■ **Raw records**:

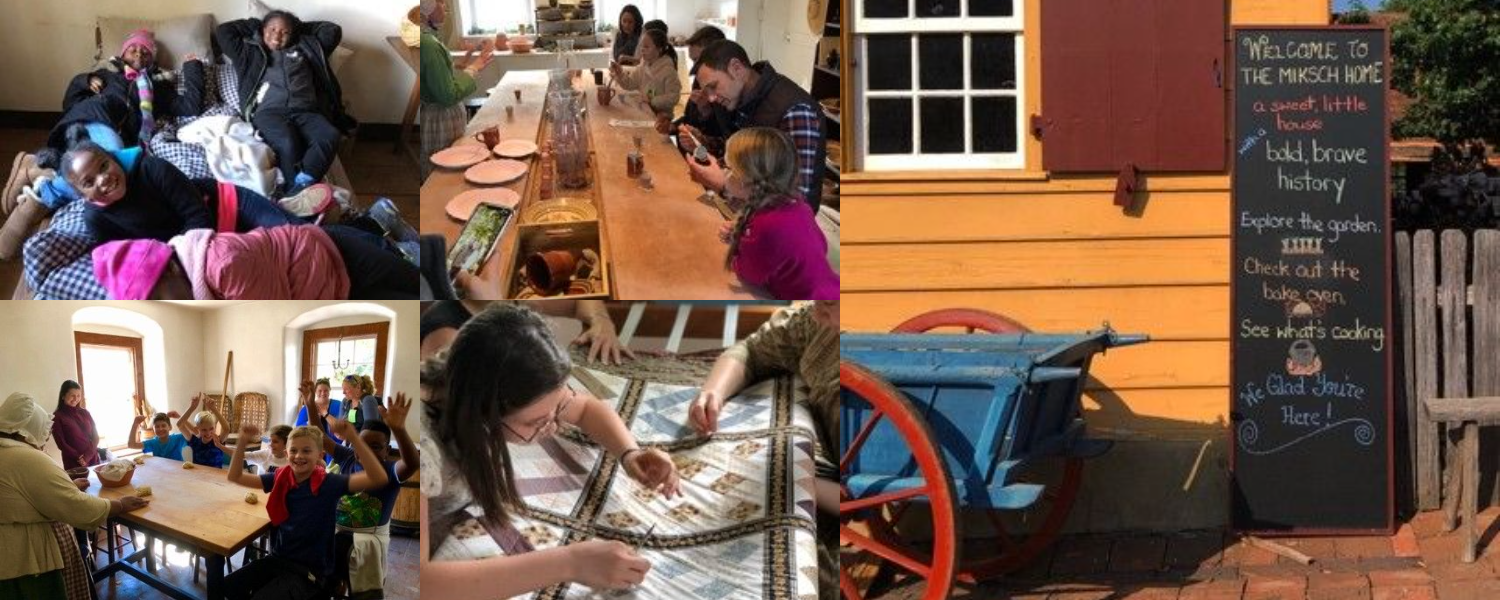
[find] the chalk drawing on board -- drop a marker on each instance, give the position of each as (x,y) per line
(1302,359)
(1250,434)
(1302,246)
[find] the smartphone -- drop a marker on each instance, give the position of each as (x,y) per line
(479,237)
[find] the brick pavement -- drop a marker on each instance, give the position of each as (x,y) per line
(1418,563)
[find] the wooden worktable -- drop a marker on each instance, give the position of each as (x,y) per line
(198,506)
(660,245)
(197,509)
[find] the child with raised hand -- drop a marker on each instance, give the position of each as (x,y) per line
(165,443)
(272,455)
(302,506)
(363,519)
(203,435)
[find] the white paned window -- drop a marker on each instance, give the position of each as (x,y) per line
(939,84)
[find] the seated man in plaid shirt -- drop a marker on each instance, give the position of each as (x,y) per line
(758,96)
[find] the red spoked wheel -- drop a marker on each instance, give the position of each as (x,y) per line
(938,567)
(1020,534)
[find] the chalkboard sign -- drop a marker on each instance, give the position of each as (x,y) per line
(1311,317)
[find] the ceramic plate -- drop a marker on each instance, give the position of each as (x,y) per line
(494,173)
(461,156)
(462,206)
(561,210)
(515,149)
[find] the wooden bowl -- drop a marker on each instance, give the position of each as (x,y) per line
(120,483)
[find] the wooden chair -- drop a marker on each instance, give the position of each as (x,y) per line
(1461,491)
(251,407)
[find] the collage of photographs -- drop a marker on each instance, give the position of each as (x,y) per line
(543,299)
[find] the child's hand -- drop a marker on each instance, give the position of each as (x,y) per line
(603,564)
(654,470)
(396,414)
(342,428)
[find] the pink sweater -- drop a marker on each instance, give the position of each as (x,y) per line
(72,432)
(785,252)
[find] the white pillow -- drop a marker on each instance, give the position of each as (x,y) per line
(174,38)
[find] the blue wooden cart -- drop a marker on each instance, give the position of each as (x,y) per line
(986,420)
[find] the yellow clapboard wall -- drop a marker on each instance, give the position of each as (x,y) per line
(1058,255)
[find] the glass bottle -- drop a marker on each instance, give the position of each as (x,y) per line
(635,161)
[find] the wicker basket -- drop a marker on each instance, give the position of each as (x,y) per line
(120,483)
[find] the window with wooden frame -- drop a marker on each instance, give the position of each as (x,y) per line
(335,353)
(111,372)
(939,84)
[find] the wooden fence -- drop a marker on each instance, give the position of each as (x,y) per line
(1448,317)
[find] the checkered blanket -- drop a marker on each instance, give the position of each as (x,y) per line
(59,261)
(222,99)
(743,528)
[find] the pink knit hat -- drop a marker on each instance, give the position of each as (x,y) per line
(129,269)
(140,38)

■ **Description of the task**:
Output every entry word for word, but omit the pictures.

■ **Answer to the task**:
[find] the chalk drawing on board -- drop a marker on each instance, give the position of each as (x,y) per line
(1302,359)
(1250,434)
(1302,246)
[find] the smartphone -- drop a marker on each instance, give the position of each as (x,y) per line
(479,237)
[find] the brick pavement -- drop a marker on each instance, give the position of each as (x,y) per line
(1418,563)
[find] the wooden worktable -- drop a marker on each instance, give the position of each as (x,y) per line
(198,506)
(660,245)
(197,509)
[find] the child with raised hand -- drop a marker on each instance, give the position of each as (x,y) per line
(165,443)
(272,455)
(302,506)
(363,519)
(203,435)
[find] the white paned window -- drop a marker on each instance, give the position of each as (x,y) per line
(939,84)
[find] the seated man in plaid shirt -- drop a marker on each instance, give the position of each as (x,y) per line
(758,96)
[find] the red spoked wheel -- drop a marker on each instance, give the position of each as (x,y) per line
(938,567)
(1020,534)
[find] the chalkboard sign -- drop a marker on each instance, give the position of each as (x,y) per line
(1311,317)
[find] the ceramic plate -- drop a marker on each instance, give the position of each as (x,y) per line
(494,173)
(461,156)
(462,206)
(561,210)
(515,149)
[find] the wooden bowl -- drop a marker on each instance, give the position of each as (x,y) per line
(120,483)
[find] the wooden chair -- drop a marker on each instance, give the position of each as (x,y) per line
(1461,491)
(251,407)
[find] the collage of photographs -- drop a marker on each instance, give the position of each as (x,y) per line
(543,299)
[find] the child's hand -- drop a marker on each instance, give the position of each as (x,y) per line
(603,564)
(654,470)
(396,414)
(342,428)
[find] the pink sweater -- drop a marker on each instance, give the position of each as (x,y) per line
(72,432)
(785,252)
[find] the white pillow -- drop a marker on each instance, give the position of each as (x,y) per line
(174,38)
[find] the blue wooden cart -- drop a marker on each instance, give the position of each as (x,y) per line
(986,420)
[find] the yellow clapboard wall -- drop a marker on each instance, give the position of each as (x,y) per line
(1058,255)
[find] the glass bottle -- drop a marker on each instance, give the position of each as (x,y) per line
(635,161)
[find] the wicker basket -- drop a marker on each instance, give the position of each as (x,y) per line
(120,483)
[find] the window with wooden frame -- drop a marker on each instance, give the position of each as (x,y) per line
(335,353)
(111,372)
(939,84)
[find] the wooden fence -- drop a marker on each instance, give the position of each as (x,y) per line
(1448,317)
[find] the checkered blanket -- drop a marker on each instance, give the position of each as (x,y) per line
(59,261)
(222,99)
(743,528)
[find] the pink knit hat -- drop a marker on each instance, give the position of each as (x,y) per line
(129,269)
(140,38)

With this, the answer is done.